(What you are asked to do): Rewrite only the records from the line containing "indicate the grass" through the end of the records, with every occurrence of "response shaped like" replaced by "answer formatted like" and all other text left unchanged.

(Data to process):
--------------------------------------------------
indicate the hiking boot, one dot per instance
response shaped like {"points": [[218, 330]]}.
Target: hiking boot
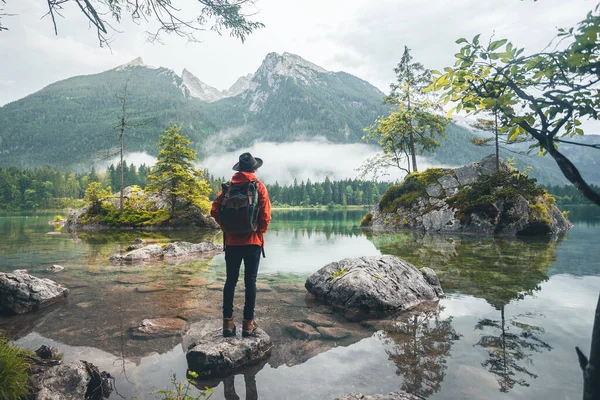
{"points": [[228, 327], [248, 328]]}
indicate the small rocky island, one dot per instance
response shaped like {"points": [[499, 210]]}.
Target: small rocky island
{"points": [[143, 210], [475, 198]]}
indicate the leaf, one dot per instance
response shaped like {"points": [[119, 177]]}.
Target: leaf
{"points": [[496, 44]]}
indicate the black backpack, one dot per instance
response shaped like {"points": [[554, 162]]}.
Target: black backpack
{"points": [[239, 207]]}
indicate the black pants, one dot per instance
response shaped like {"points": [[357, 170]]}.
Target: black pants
{"points": [[233, 259]]}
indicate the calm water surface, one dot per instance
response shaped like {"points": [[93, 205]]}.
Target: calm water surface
{"points": [[507, 329]]}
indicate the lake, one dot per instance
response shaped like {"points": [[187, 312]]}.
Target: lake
{"points": [[507, 328]]}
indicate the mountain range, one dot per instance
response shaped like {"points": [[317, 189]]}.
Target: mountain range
{"points": [[73, 122]]}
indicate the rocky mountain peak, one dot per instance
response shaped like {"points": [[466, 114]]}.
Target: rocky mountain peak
{"points": [[198, 89]]}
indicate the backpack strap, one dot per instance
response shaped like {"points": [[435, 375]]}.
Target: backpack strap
{"points": [[251, 187]]}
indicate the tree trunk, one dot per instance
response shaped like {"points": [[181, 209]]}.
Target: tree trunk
{"points": [[590, 367], [497, 145], [122, 177]]}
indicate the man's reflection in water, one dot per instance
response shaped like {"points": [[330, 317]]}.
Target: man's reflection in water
{"points": [[249, 374], [251, 392]]}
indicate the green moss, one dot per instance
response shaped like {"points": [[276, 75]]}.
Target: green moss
{"points": [[502, 186], [14, 372], [413, 187], [366, 220], [338, 273]]}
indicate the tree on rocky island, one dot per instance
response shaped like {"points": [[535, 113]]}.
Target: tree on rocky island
{"points": [[174, 174], [216, 15], [412, 127]]}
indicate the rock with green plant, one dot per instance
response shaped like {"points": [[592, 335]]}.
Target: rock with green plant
{"points": [[209, 354], [476, 198], [172, 250], [21, 293], [367, 287]]}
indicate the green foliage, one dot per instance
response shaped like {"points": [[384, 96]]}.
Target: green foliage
{"points": [[174, 173], [411, 128], [184, 391], [338, 273], [413, 187], [543, 96], [487, 190], [95, 196], [366, 220], [14, 372]]}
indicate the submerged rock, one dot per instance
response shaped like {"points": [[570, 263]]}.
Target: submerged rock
{"points": [[474, 198], [389, 396], [171, 250], [209, 354], [375, 285], [21, 292], [158, 327], [72, 381]]}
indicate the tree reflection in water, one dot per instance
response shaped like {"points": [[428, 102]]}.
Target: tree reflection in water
{"points": [[420, 343], [510, 345]]}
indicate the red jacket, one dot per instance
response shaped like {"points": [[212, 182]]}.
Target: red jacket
{"points": [[264, 216]]}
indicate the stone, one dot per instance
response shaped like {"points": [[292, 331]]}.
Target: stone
{"points": [[133, 279], [209, 354], [263, 287], [56, 268], [448, 182], [197, 282], [21, 293], [71, 381], [434, 190], [158, 327], [155, 287], [375, 285], [316, 320], [300, 330], [182, 249], [287, 287], [390, 396], [46, 352], [333, 333], [467, 174]]}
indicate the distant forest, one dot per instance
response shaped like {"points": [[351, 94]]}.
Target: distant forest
{"points": [[50, 188]]}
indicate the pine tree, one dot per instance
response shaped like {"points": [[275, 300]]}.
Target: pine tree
{"points": [[174, 174]]}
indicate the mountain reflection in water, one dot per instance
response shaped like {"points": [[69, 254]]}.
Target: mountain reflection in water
{"points": [[514, 310]]}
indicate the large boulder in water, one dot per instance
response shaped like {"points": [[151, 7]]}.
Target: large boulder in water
{"points": [[172, 250], [209, 354], [373, 286], [72, 381], [475, 199], [21, 292]]}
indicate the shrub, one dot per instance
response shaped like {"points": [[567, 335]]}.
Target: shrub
{"points": [[14, 372]]}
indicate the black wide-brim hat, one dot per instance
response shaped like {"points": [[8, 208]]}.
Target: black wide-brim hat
{"points": [[247, 163]]}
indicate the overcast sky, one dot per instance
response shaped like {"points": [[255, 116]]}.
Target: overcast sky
{"points": [[362, 37]]}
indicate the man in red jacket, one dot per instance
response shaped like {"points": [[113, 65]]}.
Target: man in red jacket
{"points": [[247, 247]]}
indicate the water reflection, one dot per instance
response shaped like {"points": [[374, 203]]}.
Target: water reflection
{"points": [[229, 391], [510, 346], [498, 269], [420, 343]]}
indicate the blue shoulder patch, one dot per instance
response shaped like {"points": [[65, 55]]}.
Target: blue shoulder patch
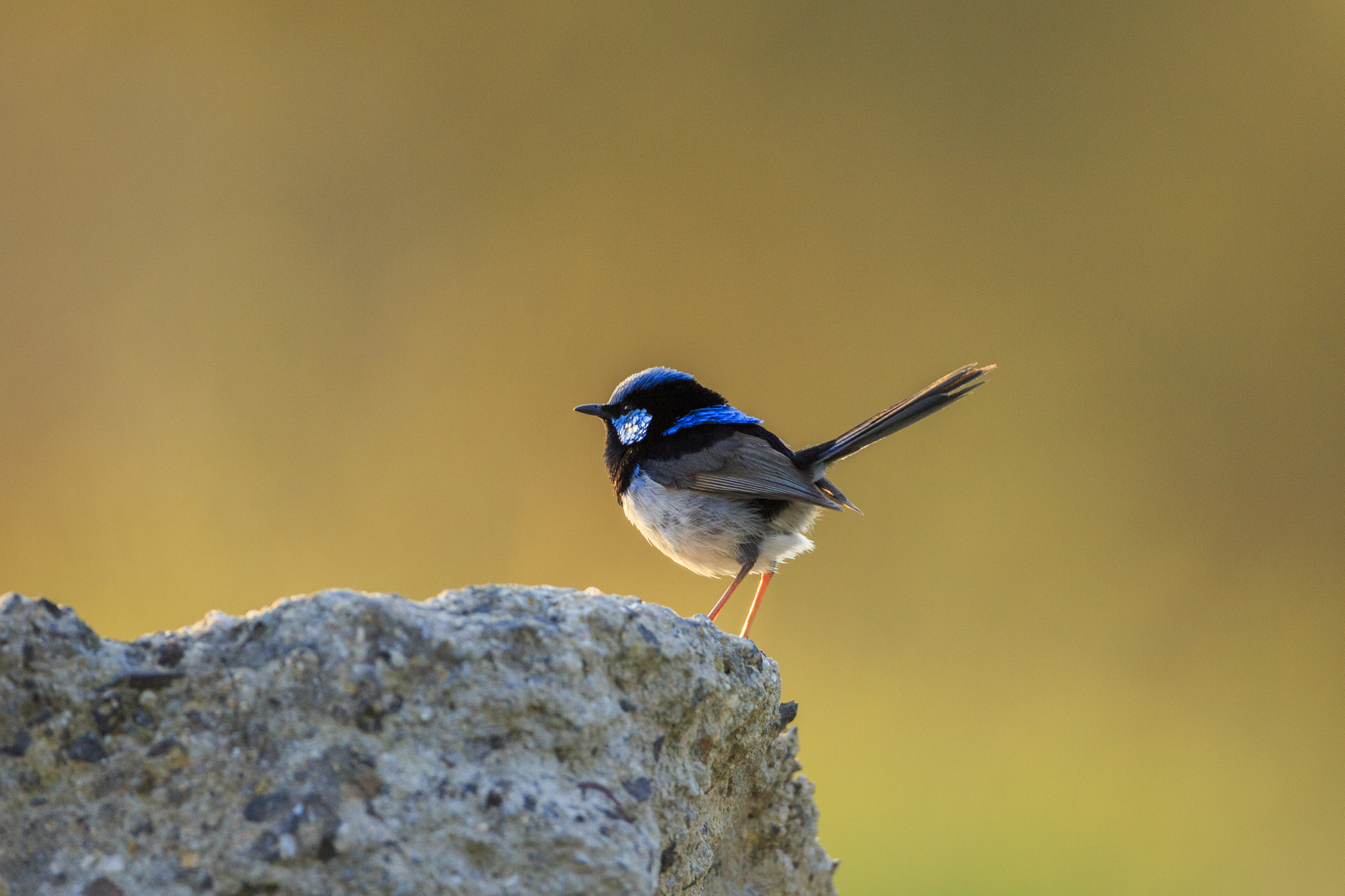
{"points": [[717, 414], [646, 379]]}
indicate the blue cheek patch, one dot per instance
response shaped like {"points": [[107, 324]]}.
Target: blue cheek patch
{"points": [[631, 427], [717, 414]]}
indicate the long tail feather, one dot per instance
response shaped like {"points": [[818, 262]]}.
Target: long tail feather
{"points": [[898, 417]]}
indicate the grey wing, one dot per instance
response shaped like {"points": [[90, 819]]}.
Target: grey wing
{"points": [[740, 467]]}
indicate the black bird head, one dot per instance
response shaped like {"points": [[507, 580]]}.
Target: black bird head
{"points": [[653, 405]]}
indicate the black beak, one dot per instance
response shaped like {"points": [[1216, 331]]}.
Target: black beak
{"points": [[596, 410]]}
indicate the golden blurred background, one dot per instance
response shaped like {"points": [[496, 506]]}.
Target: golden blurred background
{"points": [[301, 296]]}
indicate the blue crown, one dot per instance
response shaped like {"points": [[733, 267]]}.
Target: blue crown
{"points": [[648, 379]]}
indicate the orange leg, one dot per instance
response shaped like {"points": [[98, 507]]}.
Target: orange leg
{"points": [[728, 593], [757, 601]]}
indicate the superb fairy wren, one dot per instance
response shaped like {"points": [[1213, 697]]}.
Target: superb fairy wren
{"points": [[720, 494]]}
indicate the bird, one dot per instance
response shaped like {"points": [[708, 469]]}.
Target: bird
{"points": [[716, 490]]}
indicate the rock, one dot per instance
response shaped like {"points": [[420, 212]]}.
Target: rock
{"points": [[498, 739]]}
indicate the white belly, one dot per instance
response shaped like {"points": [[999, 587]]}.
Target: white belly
{"points": [[705, 532]]}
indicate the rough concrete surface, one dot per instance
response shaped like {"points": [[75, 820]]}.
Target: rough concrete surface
{"points": [[499, 739]]}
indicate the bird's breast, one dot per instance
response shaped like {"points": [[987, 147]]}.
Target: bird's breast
{"points": [[711, 534]]}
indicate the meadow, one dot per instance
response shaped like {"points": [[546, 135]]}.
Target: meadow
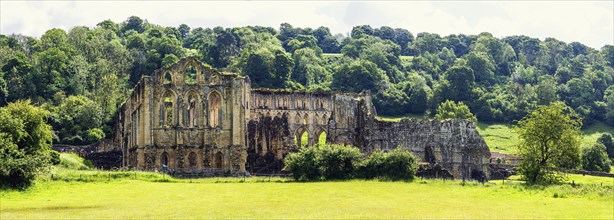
{"points": [[502, 137], [107, 194]]}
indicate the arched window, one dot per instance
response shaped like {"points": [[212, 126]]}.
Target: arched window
{"points": [[219, 160], [297, 120], [214, 109], [322, 137], [164, 159], [192, 160], [168, 110], [192, 100], [190, 74], [168, 78], [301, 138]]}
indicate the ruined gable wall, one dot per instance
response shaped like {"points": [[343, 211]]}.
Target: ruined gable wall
{"points": [[455, 144], [189, 142]]}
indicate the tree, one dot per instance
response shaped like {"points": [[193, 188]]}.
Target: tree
{"points": [[608, 97], [549, 141], [358, 76], [25, 143], [452, 110], [595, 158], [607, 141]]}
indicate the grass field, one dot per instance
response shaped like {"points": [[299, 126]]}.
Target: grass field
{"points": [[232, 198], [502, 138], [92, 194]]}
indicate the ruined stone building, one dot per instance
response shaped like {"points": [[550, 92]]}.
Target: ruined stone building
{"points": [[195, 119]]}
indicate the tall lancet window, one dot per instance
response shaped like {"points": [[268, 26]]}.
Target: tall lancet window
{"points": [[214, 109]]}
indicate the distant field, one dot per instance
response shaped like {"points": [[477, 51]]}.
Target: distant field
{"points": [[502, 138], [256, 198]]}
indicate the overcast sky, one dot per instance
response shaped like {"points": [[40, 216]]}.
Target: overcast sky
{"points": [[591, 23]]}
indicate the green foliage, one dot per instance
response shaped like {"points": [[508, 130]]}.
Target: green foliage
--------------------------------------------------
(Output of the task):
indicate the grass field, one dot per instance
answer formatted like {"points": [[299, 126]]}.
Target: grass field
{"points": [[232, 198], [502, 138], [92, 194]]}
indicate the ruined stone building, one dot per instance
answer formatted like {"points": [[550, 92]]}.
Target: ruined stone building
{"points": [[195, 119]]}
indicate the tall lancet window, one dot per instance
answer formatted like {"points": [[268, 26]]}.
Target: tall lancet window
{"points": [[214, 109]]}
indicate the distant field, one dot per instance
answer formatted like {"points": [[477, 51]]}.
Target: distant field
{"points": [[502, 138], [256, 198]]}
indicate the overcast sky, one dot per instance
answer formatted like {"points": [[40, 216]]}.
Target: overcast sky
{"points": [[591, 23]]}
indicate the green foliage, one dot per instance
answer formatted like {"points": [[508, 130]]}.
Target: green foliage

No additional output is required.